Directive => Your task is to transcribe the entries below exactly, beginning with the line containing "of the bride's" and ending with the final line, and to add nothing else.

[Entries from a point annotation set]
· · · ·
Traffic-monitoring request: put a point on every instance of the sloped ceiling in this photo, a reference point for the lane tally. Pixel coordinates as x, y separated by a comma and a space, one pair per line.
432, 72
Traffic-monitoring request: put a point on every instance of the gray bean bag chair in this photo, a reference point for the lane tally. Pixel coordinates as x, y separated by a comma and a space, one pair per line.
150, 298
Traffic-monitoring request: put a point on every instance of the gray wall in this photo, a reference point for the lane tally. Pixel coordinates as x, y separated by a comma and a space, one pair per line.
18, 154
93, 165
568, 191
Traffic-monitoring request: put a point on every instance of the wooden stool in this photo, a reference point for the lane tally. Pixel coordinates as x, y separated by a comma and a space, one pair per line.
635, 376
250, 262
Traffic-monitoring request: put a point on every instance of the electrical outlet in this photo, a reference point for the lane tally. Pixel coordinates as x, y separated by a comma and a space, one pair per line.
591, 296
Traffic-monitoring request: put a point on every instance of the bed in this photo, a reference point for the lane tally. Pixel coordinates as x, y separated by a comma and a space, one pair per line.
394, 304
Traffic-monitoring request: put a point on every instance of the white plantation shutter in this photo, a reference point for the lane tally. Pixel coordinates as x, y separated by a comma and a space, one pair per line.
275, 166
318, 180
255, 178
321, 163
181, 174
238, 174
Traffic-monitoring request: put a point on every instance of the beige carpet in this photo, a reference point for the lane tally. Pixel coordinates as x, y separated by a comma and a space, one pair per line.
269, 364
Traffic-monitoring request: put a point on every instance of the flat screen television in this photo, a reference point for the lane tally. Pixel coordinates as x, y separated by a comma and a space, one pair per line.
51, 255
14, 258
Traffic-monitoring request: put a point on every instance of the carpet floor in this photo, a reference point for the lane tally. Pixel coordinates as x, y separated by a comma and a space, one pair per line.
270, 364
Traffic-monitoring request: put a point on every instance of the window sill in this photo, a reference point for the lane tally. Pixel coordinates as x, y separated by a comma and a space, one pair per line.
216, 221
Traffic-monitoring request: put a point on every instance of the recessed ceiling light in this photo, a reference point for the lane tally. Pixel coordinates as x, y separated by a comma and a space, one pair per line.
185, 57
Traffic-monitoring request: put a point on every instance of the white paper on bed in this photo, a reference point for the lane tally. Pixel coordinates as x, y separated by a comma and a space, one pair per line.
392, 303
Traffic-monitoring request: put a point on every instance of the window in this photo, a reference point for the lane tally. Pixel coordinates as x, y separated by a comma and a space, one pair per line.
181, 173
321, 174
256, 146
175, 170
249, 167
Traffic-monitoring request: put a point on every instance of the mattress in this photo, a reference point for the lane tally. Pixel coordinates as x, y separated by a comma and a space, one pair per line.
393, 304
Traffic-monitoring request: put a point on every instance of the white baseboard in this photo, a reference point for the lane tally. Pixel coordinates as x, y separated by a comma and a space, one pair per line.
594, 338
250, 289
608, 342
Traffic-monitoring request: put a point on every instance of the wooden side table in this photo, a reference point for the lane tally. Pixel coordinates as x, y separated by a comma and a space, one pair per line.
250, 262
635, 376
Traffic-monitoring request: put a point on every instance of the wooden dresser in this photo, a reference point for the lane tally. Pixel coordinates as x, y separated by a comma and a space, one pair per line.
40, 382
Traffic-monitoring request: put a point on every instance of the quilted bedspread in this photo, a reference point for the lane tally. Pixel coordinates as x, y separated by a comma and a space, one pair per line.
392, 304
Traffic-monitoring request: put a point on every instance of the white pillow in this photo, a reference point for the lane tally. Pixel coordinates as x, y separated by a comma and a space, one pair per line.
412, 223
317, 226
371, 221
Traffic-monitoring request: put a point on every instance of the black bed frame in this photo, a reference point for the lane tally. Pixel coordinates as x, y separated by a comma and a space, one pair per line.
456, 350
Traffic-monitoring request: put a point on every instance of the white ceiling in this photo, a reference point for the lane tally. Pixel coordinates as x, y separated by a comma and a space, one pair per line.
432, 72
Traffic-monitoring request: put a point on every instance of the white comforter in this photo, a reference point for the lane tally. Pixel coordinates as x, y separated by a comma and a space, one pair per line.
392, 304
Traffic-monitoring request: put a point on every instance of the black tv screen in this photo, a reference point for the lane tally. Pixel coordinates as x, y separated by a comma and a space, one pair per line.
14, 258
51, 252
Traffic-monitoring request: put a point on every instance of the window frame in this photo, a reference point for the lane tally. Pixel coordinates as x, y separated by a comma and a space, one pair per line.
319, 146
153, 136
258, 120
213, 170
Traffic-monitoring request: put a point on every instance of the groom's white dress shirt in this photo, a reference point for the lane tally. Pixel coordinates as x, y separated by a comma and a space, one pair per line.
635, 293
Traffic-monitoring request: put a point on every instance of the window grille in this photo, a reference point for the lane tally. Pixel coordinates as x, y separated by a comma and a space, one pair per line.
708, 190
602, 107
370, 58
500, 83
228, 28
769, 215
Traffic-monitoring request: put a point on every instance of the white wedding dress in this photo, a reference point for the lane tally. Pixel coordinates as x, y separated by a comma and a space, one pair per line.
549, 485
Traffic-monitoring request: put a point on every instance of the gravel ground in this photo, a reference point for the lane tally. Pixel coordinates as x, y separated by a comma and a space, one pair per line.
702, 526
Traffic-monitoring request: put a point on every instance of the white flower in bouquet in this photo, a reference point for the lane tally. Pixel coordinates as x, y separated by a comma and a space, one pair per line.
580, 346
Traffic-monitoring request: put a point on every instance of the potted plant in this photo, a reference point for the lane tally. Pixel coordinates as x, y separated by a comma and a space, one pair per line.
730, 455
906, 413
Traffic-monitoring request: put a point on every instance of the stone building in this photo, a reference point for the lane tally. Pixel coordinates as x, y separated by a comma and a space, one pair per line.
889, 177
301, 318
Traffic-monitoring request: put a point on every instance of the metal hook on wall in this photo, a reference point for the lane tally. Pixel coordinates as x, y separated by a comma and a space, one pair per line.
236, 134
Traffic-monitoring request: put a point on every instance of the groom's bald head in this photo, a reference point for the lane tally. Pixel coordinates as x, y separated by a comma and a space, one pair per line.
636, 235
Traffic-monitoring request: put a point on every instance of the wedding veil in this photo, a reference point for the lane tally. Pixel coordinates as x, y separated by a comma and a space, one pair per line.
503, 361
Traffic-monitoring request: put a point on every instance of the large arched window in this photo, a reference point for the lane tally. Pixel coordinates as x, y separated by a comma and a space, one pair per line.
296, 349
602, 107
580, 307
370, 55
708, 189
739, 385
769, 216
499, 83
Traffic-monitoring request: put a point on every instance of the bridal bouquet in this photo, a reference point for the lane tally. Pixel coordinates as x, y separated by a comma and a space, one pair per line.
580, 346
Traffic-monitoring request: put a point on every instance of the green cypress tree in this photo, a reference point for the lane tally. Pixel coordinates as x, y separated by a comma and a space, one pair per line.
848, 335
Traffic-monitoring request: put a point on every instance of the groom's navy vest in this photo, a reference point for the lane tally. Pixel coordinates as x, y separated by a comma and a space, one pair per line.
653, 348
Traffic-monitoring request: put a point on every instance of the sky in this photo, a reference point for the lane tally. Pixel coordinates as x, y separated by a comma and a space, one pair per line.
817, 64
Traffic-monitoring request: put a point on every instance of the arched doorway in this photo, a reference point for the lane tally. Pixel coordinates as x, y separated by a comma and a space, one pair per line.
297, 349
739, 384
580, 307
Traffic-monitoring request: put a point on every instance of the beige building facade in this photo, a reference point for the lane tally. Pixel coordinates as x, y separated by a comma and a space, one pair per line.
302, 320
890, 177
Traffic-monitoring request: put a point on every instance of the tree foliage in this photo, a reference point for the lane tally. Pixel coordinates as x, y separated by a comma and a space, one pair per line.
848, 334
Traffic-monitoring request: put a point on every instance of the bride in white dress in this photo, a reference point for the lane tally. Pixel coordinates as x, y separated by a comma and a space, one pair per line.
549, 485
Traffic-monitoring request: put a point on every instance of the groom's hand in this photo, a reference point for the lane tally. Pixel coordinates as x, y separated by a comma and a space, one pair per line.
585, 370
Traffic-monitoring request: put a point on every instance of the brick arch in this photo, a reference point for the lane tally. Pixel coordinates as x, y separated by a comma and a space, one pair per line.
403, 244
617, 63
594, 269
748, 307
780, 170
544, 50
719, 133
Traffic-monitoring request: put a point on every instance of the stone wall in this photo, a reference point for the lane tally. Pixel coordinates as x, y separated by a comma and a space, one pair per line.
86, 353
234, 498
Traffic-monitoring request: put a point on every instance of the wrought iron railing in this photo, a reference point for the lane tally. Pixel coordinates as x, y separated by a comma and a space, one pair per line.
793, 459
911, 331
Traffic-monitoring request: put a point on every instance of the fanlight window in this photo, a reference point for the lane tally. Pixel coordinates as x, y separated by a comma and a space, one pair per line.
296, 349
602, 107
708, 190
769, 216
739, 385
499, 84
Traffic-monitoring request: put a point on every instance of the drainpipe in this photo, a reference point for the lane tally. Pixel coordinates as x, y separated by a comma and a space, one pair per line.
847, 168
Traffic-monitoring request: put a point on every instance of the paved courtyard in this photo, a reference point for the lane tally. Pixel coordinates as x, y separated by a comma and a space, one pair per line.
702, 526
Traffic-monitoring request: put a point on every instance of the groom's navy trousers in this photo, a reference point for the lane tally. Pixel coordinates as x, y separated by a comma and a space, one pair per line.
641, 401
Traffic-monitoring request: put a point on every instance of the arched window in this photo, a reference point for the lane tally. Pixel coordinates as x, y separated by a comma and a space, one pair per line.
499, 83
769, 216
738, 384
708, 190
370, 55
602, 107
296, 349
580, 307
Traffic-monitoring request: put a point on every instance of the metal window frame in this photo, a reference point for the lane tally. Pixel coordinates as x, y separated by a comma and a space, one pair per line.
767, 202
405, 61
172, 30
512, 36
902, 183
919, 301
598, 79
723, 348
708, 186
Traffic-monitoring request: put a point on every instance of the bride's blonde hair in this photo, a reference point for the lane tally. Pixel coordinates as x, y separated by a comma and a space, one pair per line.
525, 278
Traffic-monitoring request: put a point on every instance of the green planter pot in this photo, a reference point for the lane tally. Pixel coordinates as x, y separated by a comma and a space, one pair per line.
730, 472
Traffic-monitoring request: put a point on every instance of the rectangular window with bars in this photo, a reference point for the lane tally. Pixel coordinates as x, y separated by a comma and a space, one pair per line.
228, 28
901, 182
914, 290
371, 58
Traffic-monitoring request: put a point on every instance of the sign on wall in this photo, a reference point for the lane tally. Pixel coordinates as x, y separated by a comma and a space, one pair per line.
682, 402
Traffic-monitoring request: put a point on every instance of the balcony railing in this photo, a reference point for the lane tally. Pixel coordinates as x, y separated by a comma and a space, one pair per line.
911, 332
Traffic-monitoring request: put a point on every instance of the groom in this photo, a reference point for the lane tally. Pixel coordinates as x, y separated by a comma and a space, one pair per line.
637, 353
· · · ·
Problem solution =>
Traffic-monitoring request: put a point on every instance of the bride's blonde hair in this photo, a reference point for the lane tally. Pixel coordinates as x, y separated by a comma and a space, one pair per line.
525, 278
Traffic-monitoring request: put a point on every instance of the green planter pot in this photo, a reference point for the lane tally. Pixel coordinates as x, y separated by a comma and a space, one pair per line.
730, 472
Traffic-monitoring request: put a point on every instance of the rectangular window with bars in this photo, a reference point for the lane tally. Pixel coordinates as x, y separated by a comma and a space, one pair per line.
228, 28
901, 182
914, 290
371, 58
Traffic-monitoring request: put a point on every instance of the sign on wall in this photo, a reference point for the lane tally. Pixel coordinates as x, y separated by a comma and a space, one pair per line.
682, 402
Traffic-monitoring request: put a point on every instance of the balcony railing in this photo, a reference point for the lane tally. Pixel coordinates as x, y separated by a comma and a space, one pair per line.
911, 332
Traffic-monitoring request: put a point on every instance of the groom in this photo, a reference point for the lane tally. Pixel coordinates as x, y separated by a comma and a space, one pair per line.
637, 353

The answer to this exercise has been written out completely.